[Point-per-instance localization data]
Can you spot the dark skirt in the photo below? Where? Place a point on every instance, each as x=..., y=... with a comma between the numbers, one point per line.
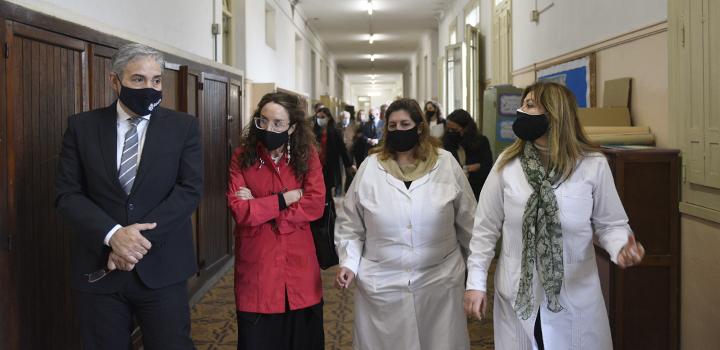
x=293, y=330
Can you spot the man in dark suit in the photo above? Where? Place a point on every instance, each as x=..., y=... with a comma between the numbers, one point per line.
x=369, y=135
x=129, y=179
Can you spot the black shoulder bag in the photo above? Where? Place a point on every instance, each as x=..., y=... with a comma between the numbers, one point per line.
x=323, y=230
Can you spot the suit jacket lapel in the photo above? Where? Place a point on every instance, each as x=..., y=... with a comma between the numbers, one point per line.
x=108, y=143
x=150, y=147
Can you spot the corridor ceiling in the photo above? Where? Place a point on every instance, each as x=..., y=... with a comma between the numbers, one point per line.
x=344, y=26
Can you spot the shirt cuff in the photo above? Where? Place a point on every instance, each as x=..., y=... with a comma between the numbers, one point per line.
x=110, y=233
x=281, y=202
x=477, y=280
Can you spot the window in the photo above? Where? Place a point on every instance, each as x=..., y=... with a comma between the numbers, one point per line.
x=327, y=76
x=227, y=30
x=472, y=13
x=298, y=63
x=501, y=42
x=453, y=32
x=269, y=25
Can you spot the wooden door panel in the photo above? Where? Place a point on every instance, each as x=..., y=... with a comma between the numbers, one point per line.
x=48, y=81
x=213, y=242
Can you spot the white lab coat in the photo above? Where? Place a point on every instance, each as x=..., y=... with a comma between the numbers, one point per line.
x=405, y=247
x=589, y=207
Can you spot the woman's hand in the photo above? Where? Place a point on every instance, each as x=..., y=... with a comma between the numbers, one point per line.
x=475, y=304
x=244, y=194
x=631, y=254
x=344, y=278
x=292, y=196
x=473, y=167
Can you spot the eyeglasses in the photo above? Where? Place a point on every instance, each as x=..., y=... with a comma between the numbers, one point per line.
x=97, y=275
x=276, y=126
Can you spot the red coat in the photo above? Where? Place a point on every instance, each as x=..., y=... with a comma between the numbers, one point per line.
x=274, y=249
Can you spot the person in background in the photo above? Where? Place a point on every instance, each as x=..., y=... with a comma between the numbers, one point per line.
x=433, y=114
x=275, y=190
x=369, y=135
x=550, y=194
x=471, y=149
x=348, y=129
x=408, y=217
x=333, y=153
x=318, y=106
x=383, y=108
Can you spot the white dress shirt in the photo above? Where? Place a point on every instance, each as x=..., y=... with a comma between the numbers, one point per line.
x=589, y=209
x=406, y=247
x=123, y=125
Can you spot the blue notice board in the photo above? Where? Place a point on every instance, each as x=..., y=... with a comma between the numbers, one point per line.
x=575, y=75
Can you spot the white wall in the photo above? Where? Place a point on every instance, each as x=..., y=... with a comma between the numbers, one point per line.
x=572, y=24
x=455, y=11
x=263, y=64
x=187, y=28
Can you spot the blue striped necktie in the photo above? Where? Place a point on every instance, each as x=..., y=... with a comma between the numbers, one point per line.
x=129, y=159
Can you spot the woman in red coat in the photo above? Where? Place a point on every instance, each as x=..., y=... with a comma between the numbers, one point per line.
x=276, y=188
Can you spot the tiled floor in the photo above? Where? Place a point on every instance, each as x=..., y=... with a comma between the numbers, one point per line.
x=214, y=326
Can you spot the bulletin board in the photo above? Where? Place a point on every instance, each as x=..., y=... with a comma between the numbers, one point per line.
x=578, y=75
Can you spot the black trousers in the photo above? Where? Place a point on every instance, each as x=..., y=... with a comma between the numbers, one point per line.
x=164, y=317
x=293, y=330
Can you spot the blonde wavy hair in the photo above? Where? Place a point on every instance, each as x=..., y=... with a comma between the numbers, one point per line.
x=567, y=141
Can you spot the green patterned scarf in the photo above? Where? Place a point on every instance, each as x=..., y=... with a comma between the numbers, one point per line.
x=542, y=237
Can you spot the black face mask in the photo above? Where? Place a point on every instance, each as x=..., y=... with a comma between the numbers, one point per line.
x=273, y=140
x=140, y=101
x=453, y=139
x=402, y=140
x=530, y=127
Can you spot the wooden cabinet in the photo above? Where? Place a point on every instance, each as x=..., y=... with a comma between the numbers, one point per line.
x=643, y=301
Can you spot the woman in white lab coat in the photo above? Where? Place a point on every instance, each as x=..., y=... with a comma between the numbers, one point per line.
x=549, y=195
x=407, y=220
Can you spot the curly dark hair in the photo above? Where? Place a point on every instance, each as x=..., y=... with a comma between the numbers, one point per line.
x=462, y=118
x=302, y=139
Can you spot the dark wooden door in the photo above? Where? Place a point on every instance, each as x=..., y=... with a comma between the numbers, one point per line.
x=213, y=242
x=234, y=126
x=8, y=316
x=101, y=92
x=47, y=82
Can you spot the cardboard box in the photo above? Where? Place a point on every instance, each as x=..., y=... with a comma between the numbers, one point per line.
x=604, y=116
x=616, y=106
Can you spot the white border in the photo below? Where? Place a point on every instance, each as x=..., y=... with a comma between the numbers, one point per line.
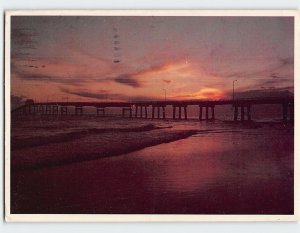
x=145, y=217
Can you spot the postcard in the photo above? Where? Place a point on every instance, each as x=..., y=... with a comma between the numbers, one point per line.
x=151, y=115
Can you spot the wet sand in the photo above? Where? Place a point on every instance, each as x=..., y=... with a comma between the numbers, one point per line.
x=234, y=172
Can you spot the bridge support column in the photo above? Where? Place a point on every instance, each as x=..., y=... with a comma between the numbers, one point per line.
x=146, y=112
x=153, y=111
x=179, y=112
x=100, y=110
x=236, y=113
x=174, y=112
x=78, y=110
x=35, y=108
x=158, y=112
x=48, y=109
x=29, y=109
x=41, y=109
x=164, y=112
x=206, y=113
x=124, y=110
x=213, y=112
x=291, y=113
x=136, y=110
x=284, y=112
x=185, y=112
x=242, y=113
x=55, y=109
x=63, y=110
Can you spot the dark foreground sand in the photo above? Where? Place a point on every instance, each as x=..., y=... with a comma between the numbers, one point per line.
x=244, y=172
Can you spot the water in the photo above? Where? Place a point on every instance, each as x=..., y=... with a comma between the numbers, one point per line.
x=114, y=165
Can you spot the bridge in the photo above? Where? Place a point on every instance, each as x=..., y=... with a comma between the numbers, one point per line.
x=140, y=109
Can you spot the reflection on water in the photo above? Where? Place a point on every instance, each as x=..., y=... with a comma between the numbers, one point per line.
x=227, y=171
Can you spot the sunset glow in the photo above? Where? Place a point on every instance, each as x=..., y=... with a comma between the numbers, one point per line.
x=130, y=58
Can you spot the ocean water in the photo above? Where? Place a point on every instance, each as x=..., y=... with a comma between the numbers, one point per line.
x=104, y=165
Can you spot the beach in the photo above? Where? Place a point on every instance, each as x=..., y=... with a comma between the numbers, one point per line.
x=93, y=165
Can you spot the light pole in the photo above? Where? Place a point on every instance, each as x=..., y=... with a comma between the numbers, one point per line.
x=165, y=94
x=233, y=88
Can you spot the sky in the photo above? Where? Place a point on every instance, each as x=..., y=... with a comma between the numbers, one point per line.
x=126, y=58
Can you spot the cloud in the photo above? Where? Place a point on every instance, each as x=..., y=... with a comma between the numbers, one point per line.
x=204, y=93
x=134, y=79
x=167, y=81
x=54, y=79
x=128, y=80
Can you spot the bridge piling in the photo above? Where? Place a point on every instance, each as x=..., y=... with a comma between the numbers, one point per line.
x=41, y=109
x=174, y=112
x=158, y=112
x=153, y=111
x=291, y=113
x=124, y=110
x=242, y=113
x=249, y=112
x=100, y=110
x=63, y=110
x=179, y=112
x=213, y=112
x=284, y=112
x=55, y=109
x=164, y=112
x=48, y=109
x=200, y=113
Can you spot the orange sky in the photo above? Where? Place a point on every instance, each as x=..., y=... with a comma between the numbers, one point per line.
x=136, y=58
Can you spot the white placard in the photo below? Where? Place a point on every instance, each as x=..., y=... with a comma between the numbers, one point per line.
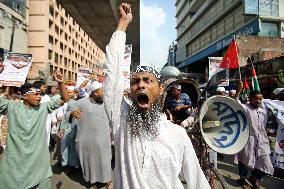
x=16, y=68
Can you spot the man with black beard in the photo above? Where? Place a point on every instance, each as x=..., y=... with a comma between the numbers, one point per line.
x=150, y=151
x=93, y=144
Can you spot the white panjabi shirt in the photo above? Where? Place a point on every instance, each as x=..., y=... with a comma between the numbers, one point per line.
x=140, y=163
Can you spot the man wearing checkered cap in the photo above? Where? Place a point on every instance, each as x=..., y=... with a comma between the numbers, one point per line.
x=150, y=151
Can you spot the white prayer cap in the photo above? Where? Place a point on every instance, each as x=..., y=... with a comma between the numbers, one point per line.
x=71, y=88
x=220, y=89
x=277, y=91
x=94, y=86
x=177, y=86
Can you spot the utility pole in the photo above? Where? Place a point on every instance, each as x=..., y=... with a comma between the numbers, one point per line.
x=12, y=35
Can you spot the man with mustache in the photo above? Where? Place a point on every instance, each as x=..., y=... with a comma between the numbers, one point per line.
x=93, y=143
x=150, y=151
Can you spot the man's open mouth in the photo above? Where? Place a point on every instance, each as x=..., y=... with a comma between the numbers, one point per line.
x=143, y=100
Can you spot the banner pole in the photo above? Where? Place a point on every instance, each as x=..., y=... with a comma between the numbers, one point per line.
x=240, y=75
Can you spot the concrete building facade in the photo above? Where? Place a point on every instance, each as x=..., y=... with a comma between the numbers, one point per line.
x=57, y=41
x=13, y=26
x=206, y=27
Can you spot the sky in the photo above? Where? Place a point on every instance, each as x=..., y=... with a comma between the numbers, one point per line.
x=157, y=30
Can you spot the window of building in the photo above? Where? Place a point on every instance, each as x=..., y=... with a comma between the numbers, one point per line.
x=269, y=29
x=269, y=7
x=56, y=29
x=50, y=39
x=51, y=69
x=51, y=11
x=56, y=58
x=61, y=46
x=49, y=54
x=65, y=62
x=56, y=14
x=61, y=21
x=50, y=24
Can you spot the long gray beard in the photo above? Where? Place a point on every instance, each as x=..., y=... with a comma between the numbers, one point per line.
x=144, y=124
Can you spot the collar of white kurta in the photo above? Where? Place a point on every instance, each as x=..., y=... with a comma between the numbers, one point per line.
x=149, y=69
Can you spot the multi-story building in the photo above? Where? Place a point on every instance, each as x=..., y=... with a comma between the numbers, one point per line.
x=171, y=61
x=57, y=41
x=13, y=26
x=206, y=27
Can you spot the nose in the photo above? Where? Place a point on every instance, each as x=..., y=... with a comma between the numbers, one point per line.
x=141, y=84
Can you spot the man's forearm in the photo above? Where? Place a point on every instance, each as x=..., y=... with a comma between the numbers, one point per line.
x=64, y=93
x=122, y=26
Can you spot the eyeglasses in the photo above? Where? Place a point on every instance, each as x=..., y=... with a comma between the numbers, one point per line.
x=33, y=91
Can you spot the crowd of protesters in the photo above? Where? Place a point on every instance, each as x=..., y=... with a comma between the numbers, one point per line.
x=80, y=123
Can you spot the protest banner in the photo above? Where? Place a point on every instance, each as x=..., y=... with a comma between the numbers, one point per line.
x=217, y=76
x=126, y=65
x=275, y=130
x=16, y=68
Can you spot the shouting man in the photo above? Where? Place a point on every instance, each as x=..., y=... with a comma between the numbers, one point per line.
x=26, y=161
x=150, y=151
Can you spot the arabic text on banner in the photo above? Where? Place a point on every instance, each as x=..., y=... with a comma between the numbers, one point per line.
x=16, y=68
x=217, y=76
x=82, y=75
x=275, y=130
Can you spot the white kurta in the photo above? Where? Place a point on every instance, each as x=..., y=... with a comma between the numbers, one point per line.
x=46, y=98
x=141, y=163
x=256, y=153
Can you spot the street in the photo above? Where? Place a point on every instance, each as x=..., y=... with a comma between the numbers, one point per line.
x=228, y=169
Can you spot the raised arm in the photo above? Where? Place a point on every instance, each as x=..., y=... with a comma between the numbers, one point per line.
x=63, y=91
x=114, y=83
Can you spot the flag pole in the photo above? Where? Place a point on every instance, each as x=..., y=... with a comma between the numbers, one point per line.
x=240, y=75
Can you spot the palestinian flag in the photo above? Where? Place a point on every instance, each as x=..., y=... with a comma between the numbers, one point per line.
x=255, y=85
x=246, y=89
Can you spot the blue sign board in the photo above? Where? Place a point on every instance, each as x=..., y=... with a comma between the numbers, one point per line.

--- Exercise requirements ---
Beginning from the line that contains "Can you spot the flag", give each line again exactly, through the final line of the records.

--- Answer box ---
Can you spot the flag pole in the photo above? Where? Place a point on every instance, each as x=..., y=... with a comma between the numbers, one point per line.
x=240, y=75
Can you spot the palestinian flag in the photo above? Where? Place a point on every instance, each as x=..., y=... with a comma between the numbers, one point per line.
x=255, y=85
x=246, y=89
Can you spot the blue sign board in the photo above? Where? Place a point on every instance, each as x=..., y=... with a comma between the numbers, one point per line.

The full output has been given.